SCHRIFTLICHE AUFGABE =>
Skalieren Sie die Einträge von der Zeile mit „Isolate costumed figure“ bis zur Zeile mit „left=513, top=322, right=544, bottom=378“ (beide eingeschlossen) und geben Sie nur diese Zeilen samt Aufforderungen erneut aus. Multiplizieren Sie dabei jede Koordinate in den Antworten mit 1,85 und runden Sie auf ganze Zahlen, wobei Sie Werte mit ,5 aufrunden.

---+---

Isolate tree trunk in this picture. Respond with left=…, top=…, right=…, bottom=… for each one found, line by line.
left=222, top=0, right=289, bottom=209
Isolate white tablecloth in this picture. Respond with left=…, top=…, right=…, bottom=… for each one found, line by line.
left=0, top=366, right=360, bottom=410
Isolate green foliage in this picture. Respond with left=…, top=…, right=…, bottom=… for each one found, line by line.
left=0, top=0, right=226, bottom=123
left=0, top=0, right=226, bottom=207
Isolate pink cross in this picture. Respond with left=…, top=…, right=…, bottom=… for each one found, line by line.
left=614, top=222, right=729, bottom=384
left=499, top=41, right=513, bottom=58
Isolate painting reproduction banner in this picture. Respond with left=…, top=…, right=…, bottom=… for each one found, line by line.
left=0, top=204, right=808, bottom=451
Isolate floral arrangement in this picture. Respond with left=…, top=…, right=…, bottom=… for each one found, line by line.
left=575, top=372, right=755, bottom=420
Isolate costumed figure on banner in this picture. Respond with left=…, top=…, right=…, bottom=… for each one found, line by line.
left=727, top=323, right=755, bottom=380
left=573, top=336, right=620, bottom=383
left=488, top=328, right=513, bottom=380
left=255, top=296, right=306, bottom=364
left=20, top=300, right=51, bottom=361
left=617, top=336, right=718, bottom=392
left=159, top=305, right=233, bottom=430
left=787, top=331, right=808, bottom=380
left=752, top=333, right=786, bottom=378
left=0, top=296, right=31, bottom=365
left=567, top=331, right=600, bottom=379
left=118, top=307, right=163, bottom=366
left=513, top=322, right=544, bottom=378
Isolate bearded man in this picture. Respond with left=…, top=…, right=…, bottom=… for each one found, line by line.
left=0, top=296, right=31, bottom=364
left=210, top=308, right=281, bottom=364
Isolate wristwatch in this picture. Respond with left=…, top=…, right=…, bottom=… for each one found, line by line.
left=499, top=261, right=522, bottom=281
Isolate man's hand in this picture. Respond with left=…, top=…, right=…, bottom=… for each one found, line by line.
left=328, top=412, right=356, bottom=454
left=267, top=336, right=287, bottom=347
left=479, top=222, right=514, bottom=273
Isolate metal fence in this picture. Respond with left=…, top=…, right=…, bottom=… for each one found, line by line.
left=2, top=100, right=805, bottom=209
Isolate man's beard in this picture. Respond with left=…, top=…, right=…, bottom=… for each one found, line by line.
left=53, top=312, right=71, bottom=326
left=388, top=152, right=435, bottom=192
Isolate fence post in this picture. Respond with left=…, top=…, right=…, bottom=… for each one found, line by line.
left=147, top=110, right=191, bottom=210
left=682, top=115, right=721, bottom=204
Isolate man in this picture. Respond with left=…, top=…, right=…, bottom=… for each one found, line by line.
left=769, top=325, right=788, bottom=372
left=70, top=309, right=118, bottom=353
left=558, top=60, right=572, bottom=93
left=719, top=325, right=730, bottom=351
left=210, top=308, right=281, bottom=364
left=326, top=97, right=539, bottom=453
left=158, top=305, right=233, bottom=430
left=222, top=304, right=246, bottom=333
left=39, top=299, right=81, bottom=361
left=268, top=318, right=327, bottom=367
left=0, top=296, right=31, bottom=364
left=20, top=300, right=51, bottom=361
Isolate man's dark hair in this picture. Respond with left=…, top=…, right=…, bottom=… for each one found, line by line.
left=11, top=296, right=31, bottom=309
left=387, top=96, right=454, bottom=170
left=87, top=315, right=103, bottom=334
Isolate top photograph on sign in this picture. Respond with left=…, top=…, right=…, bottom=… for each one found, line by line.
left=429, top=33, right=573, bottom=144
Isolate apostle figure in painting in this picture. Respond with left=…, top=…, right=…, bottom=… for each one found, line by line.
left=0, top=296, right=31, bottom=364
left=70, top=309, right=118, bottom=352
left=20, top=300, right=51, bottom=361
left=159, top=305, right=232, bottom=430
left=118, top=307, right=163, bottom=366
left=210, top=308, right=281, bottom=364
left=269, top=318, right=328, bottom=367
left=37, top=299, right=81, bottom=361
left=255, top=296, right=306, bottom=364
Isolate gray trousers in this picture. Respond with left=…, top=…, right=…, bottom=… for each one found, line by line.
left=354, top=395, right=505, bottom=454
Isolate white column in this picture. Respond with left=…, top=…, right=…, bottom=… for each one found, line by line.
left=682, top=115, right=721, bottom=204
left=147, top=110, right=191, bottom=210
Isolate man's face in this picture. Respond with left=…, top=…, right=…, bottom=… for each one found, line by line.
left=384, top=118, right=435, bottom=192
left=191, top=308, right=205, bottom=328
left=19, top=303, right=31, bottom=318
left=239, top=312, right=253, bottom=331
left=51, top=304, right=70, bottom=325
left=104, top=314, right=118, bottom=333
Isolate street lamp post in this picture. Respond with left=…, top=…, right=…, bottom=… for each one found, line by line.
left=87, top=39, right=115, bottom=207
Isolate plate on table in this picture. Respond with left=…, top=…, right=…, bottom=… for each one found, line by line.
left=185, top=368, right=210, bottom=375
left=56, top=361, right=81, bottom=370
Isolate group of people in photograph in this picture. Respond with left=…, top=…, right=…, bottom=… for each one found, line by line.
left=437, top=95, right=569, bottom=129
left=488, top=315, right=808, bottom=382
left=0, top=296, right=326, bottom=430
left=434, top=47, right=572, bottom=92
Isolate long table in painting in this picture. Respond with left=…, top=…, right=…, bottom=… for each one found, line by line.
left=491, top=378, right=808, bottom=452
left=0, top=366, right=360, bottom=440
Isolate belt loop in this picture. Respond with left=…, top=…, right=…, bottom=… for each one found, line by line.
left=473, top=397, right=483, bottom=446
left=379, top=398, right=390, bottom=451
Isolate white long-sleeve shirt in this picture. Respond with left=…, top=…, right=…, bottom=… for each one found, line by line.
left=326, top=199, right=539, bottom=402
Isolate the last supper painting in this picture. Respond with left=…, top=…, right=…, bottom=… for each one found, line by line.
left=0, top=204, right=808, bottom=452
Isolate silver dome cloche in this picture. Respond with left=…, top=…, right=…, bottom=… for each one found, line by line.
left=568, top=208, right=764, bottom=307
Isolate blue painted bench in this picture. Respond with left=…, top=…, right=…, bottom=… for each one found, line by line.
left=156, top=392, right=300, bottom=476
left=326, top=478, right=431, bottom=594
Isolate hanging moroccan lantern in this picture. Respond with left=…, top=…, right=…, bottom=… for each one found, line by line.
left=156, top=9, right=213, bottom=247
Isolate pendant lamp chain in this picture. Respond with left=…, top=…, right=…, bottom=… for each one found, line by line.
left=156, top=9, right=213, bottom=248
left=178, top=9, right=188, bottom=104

---+---

LÖSUNG DER ÜBUNG =>
Isolate costumed figure on banner in this picture. Respond with left=…, top=…, right=…, bottom=… for each one found, line by line.
left=1345, top=598, right=1397, bottom=703
left=1060, top=622, right=1147, bottom=709
left=903, top=607, right=949, bottom=703
left=472, top=548, right=566, bottom=673
left=37, top=555, right=94, bottom=668
left=1141, top=622, right=1328, bottom=725
left=294, top=564, right=431, bottom=796
left=1456, top=612, right=1495, bottom=703
left=1391, top=616, right=1454, bottom=699
left=0, top=548, right=57, bottom=675
left=1049, top=612, right=1110, bottom=701
left=218, top=568, right=302, bottom=677
left=949, top=596, right=1006, bottom=699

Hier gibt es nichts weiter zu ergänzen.